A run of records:
______________________________

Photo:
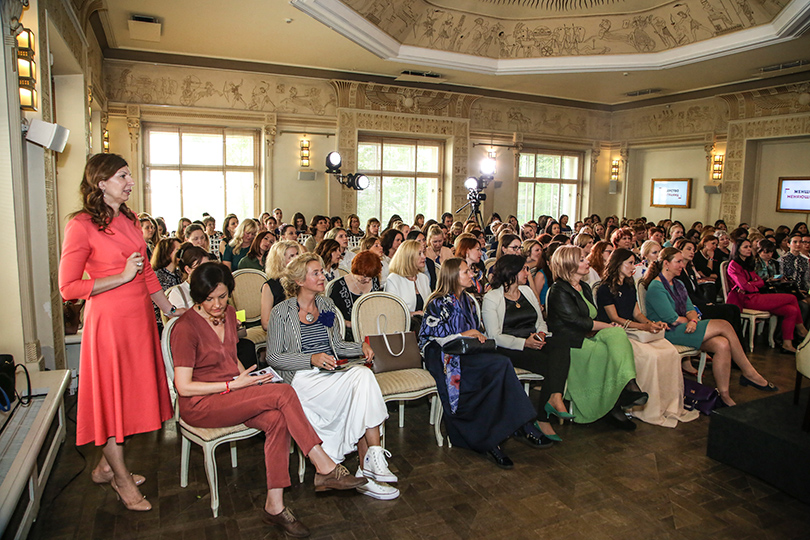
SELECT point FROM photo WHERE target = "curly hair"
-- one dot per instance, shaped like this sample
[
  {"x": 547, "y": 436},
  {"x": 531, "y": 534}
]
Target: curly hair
[{"x": 99, "y": 168}]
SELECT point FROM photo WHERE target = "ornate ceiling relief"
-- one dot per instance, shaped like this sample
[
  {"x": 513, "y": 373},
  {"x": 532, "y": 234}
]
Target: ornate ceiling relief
[
  {"x": 130, "y": 82},
  {"x": 672, "y": 24}
]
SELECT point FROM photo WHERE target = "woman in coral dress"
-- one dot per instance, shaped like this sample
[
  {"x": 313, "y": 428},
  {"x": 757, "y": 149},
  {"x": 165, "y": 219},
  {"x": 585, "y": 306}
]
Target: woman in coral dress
[{"x": 122, "y": 387}]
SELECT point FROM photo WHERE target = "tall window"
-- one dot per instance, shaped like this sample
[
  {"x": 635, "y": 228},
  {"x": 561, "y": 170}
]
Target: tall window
[
  {"x": 191, "y": 169},
  {"x": 547, "y": 184},
  {"x": 404, "y": 178}
]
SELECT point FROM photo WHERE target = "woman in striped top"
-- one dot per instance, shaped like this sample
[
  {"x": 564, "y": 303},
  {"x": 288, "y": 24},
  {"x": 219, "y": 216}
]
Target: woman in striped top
[{"x": 346, "y": 408}]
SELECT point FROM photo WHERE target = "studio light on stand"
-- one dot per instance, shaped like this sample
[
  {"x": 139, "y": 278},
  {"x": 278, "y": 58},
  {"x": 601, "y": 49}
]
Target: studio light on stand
[
  {"x": 356, "y": 181},
  {"x": 474, "y": 186}
]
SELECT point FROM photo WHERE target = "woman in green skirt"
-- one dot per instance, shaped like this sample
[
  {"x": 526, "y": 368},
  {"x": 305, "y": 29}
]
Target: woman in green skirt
[{"x": 602, "y": 376}]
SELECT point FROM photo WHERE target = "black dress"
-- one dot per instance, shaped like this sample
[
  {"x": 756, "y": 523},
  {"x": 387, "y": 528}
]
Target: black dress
[
  {"x": 552, "y": 361},
  {"x": 344, "y": 299}
]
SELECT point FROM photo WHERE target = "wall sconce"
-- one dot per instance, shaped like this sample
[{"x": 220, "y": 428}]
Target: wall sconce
[
  {"x": 305, "y": 152},
  {"x": 27, "y": 70},
  {"x": 614, "y": 170},
  {"x": 717, "y": 167}
]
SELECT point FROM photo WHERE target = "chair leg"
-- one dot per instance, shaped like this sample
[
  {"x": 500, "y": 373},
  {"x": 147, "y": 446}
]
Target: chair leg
[
  {"x": 185, "y": 450},
  {"x": 701, "y": 367},
  {"x": 382, "y": 434},
  {"x": 302, "y": 465},
  {"x": 771, "y": 330},
  {"x": 213, "y": 480}
]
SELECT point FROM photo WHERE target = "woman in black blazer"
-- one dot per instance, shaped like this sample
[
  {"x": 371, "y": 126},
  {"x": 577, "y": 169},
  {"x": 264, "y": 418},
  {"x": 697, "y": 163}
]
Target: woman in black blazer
[{"x": 602, "y": 376}]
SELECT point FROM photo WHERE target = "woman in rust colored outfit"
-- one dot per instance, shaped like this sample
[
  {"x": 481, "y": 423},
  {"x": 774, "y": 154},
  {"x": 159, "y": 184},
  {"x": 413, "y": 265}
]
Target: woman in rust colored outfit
[
  {"x": 217, "y": 391},
  {"x": 122, "y": 388}
]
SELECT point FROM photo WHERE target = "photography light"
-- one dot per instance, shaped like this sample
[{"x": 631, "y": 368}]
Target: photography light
[
  {"x": 487, "y": 168},
  {"x": 333, "y": 163}
]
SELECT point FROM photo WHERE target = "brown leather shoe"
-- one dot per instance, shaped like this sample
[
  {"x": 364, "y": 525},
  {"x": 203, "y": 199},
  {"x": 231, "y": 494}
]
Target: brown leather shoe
[
  {"x": 287, "y": 521},
  {"x": 339, "y": 478}
]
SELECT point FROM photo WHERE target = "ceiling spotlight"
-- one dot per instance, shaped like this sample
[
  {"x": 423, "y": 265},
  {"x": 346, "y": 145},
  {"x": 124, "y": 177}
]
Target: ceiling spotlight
[
  {"x": 357, "y": 181},
  {"x": 487, "y": 168},
  {"x": 333, "y": 163}
]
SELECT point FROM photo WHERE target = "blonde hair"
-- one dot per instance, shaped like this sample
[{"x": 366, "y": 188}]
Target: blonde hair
[
  {"x": 403, "y": 262},
  {"x": 297, "y": 271},
  {"x": 564, "y": 262},
  {"x": 247, "y": 226},
  {"x": 274, "y": 267}
]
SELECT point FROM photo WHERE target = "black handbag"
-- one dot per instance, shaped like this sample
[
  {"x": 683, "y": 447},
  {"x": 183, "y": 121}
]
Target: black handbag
[
  {"x": 468, "y": 345},
  {"x": 701, "y": 397}
]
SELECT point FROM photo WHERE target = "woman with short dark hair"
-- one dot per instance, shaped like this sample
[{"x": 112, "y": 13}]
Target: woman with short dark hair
[
  {"x": 215, "y": 390},
  {"x": 513, "y": 318}
]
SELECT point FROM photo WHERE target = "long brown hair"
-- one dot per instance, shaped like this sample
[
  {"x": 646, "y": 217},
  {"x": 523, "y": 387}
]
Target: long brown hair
[
  {"x": 447, "y": 278},
  {"x": 666, "y": 254},
  {"x": 101, "y": 167}
]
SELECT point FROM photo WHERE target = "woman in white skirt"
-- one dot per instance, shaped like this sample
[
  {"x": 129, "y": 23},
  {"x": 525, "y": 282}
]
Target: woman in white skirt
[
  {"x": 346, "y": 408},
  {"x": 658, "y": 364}
]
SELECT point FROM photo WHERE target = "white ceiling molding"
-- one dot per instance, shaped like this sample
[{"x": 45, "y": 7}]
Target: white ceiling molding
[{"x": 789, "y": 24}]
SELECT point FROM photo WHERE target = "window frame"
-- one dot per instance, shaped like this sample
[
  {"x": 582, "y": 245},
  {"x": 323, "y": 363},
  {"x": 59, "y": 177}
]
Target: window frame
[
  {"x": 196, "y": 129},
  {"x": 440, "y": 144},
  {"x": 534, "y": 180}
]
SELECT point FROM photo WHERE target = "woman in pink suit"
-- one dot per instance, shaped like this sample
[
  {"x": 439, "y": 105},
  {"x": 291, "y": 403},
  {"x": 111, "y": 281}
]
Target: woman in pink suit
[
  {"x": 122, "y": 388},
  {"x": 744, "y": 285}
]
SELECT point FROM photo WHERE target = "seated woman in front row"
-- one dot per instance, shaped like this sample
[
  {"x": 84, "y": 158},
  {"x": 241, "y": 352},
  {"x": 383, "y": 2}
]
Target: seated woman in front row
[
  {"x": 602, "y": 377},
  {"x": 514, "y": 320},
  {"x": 346, "y": 408},
  {"x": 658, "y": 364},
  {"x": 483, "y": 401},
  {"x": 217, "y": 391},
  {"x": 668, "y": 301}
]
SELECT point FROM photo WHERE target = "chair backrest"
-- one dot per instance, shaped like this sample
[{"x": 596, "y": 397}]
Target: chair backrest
[
  {"x": 168, "y": 361},
  {"x": 247, "y": 292},
  {"x": 641, "y": 297},
  {"x": 724, "y": 279},
  {"x": 370, "y": 305}
]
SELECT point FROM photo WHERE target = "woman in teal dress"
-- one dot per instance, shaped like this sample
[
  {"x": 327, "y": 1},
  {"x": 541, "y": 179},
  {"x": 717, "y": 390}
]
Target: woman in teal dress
[
  {"x": 668, "y": 301},
  {"x": 602, "y": 376}
]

______________________________

-- SET PROBLEM --
Print all entries exactly. The images do not belong in the copy.

-- SOLVED EXERCISE --
Photo:
SELECT point FROM photo WHERE target = "curly hair"
-- one dot per instance, shaped like this sample
[
  {"x": 547, "y": 436},
  {"x": 531, "y": 534}
]
Target: curly hair
[{"x": 99, "y": 168}]
SELECT point FROM photo WHERE target = "ornate ceiling relief"
-- one dot per instance, shaped like this sample
[
  {"x": 513, "y": 373},
  {"x": 532, "y": 234}
]
Target: ornate ceiling relief
[
  {"x": 130, "y": 82},
  {"x": 672, "y": 24}
]
SELECT point FROM photo WHERE target = "woman in coral dress"
-- one dot per instance, shaped like this sample
[
  {"x": 313, "y": 428},
  {"x": 757, "y": 149},
  {"x": 165, "y": 219},
  {"x": 585, "y": 306}
]
Target: woman in coral dress
[{"x": 122, "y": 387}]
SELECT point FROM photo WHERE target = "tall window"
-- one dot per instance, shaped like this sample
[
  {"x": 635, "y": 228},
  {"x": 561, "y": 170}
]
Target: tall window
[
  {"x": 191, "y": 169},
  {"x": 547, "y": 184},
  {"x": 404, "y": 178}
]
SELECT point FROM photo WHERE target = "woman in striped top"
-- one dot per instance, shaped like this sample
[
  {"x": 564, "y": 303},
  {"x": 288, "y": 24},
  {"x": 219, "y": 216}
]
Target: woman in striped top
[{"x": 346, "y": 408}]
SELECT point FROM photo WHERE target = "studio light on stand"
-- one dot per instance, shaped like this sample
[
  {"x": 139, "y": 278},
  {"x": 278, "y": 58},
  {"x": 601, "y": 49}
]
Target: studio light on stand
[
  {"x": 356, "y": 181},
  {"x": 474, "y": 186}
]
SELECT point FROM photo WHERE target = "woman in green skirt"
-- one dot per instance, shaped like this sample
[
  {"x": 526, "y": 368},
  {"x": 305, "y": 29}
]
Target: woman in green skirt
[{"x": 602, "y": 376}]
SELECT point FROM photo WHERE target = "black dress"
-- one dot per instance, shaped like this sample
[
  {"x": 756, "y": 523},
  {"x": 387, "y": 528}
]
Target: black dress
[
  {"x": 552, "y": 361},
  {"x": 344, "y": 299}
]
SELECT point FROM photo WHERE target = "wall sconce"
-- one dot per instance, shaped like this sample
[{"x": 220, "y": 428}]
Target: wall sconce
[
  {"x": 305, "y": 152},
  {"x": 27, "y": 70},
  {"x": 614, "y": 170},
  {"x": 717, "y": 167}
]
SELECT point FROM photo WHERE target = "chair leg"
-- one dot per instance, shaped like this sample
[
  {"x": 500, "y": 373},
  {"x": 147, "y": 446}
]
Target: chair leg
[
  {"x": 185, "y": 450},
  {"x": 701, "y": 367},
  {"x": 382, "y": 434},
  {"x": 302, "y": 465},
  {"x": 771, "y": 330},
  {"x": 213, "y": 480}
]
SELECT point FROM photo WHERE target = "woman in black blazer"
-- one dot per instance, shaped like this sample
[
  {"x": 371, "y": 126},
  {"x": 577, "y": 169},
  {"x": 264, "y": 418},
  {"x": 697, "y": 163}
]
Target: woman in black blazer
[{"x": 602, "y": 376}]
SELECT point FROM photo WHERE target = "woman in rust colored outfit"
-- one dot per instance, shaped like this sample
[
  {"x": 481, "y": 423},
  {"x": 774, "y": 154},
  {"x": 159, "y": 184},
  {"x": 413, "y": 265}
]
Target: woman in rust colored outfit
[
  {"x": 217, "y": 391},
  {"x": 122, "y": 388}
]
SELECT point FROM photo WHERE target = "photography light"
-- one dot per instance, shaped like this sample
[{"x": 631, "y": 368}]
Target: photography light
[
  {"x": 487, "y": 168},
  {"x": 333, "y": 163}
]
SELECT point FROM photo WHERE target = "brown leather shoe"
-- one dot per instance, shaped like this sample
[
  {"x": 364, "y": 525},
  {"x": 203, "y": 199},
  {"x": 231, "y": 494}
]
Target: brown leather shoe
[
  {"x": 287, "y": 521},
  {"x": 339, "y": 478}
]
SELECT point FROM photo WHERE target = "ceiling spotlight"
-- one dot per instance, shaped like this sample
[
  {"x": 423, "y": 265},
  {"x": 346, "y": 145},
  {"x": 124, "y": 177}
]
Target: ceiling spotlight
[
  {"x": 357, "y": 181},
  {"x": 487, "y": 168},
  {"x": 333, "y": 163}
]
SELECT point FROM photo WHERE target = "blonde hair"
-- one dot per instance, shaped like this sample
[{"x": 366, "y": 188}]
Target: blonde hair
[
  {"x": 403, "y": 262},
  {"x": 297, "y": 271},
  {"x": 564, "y": 262},
  {"x": 247, "y": 226},
  {"x": 274, "y": 267}
]
SELECT point FROM photo WHERE target = "black handbag"
-- one dot per instance, shaped like this sample
[
  {"x": 683, "y": 447},
  {"x": 183, "y": 121}
]
Target: black handbag
[
  {"x": 468, "y": 345},
  {"x": 701, "y": 397}
]
SELECT point FROM photo WHERE target = "woman with short dark hair"
-- one dot per instance, shaped like this sample
[{"x": 112, "y": 13}]
Target: woman with short dark hair
[
  {"x": 215, "y": 390},
  {"x": 513, "y": 318}
]
SELECT point FROM photo WHERE target = "long brown hair"
-- one dot per instance, shaped like this sample
[
  {"x": 646, "y": 217},
  {"x": 523, "y": 387}
]
Target: long brown hair
[
  {"x": 447, "y": 278},
  {"x": 666, "y": 254},
  {"x": 101, "y": 167}
]
SELECT point FROM photo WHERE target = "woman in white skirt"
-- one dot per instance, shaped like this sample
[
  {"x": 129, "y": 23},
  {"x": 525, "y": 282}
]
Target: woman in white skirt
[
  {"x": 346, "y": 408},
  {"x": 658, "y": 364}
]
SELECT point FROM photo WHERE target = "white ceiling molding"
-- one dot per instance, shaped like this sample
[{"x": 45, "y": 7}]
Target: white ceiling molding
[{"x": 789, "y": 24}]
SELECT point FROM photo WHERE target = "window frame"
-- one dot per instance, shaped like this sample
[
  {"x": 582, "y": 245},
  {"x": 323, "y": 363},
  {"x": 59, "y": 177}
]
Target: window frame
[
  {"x": 196, "y": 129},
  {"x": 440, "y": 144},
  {"x": 534, "y": 180}
]
SELECT point FROM photo WHERE target = "woman in pink suit"
-- one dot per instance, shaped like this sample
[
  {"x": 439, "y": 105},
  {"x": 291, "y": 403},
  {"x": 111, "y": 281}
]
Target: woman in pink suit
[
  {"x": 122, "y": 388},
  {"x": 744, "y": 285}
]
SELECT point FROM photo WHERE target = "seated woman in front row"
-- one dot per instance, shaped like this sample
[
  {"x": 84, "y": 158},
  {"x": 241, "y": 352},
  {"x": 383, "y": 2}
]
Target: seated woman in front row
[
  {"x": 602, "y": 377},
  {"x": 514, "y": 320},
  {"x": 346, "y": 408},
  {"x": 658, "y": 364},
  {"x": 483, "y": 401},
  {"x": 217, "y": 391},
  {"x": 668, "y": 301}
]
SELECT point FROM photo WHERE target = "chair backrest"
-- one dot per instance, shaped like this sample
[{"x": 596, "y": 397}]
Target: chair backrest
[
  {"x": 168, "y": 361},
  {"x": 247, "y": 292},
  {"x": 641, "y": 297},
  {"x": 724, "y": 279},
  {"x": 370, "y": 305}
]
SELECT point FROM photo WHERE target = "woman in teal dress"
-- one dot per instance, shaped like this sample
[
  {"x": 327, "y": 1},
  {"x": 541, "y": 179},
  {"x": 717, "y": 390}
]
Target: woman in teal dress
[
  {"x": 668, "y": 301},
  {"x": 602, "y": 376}
]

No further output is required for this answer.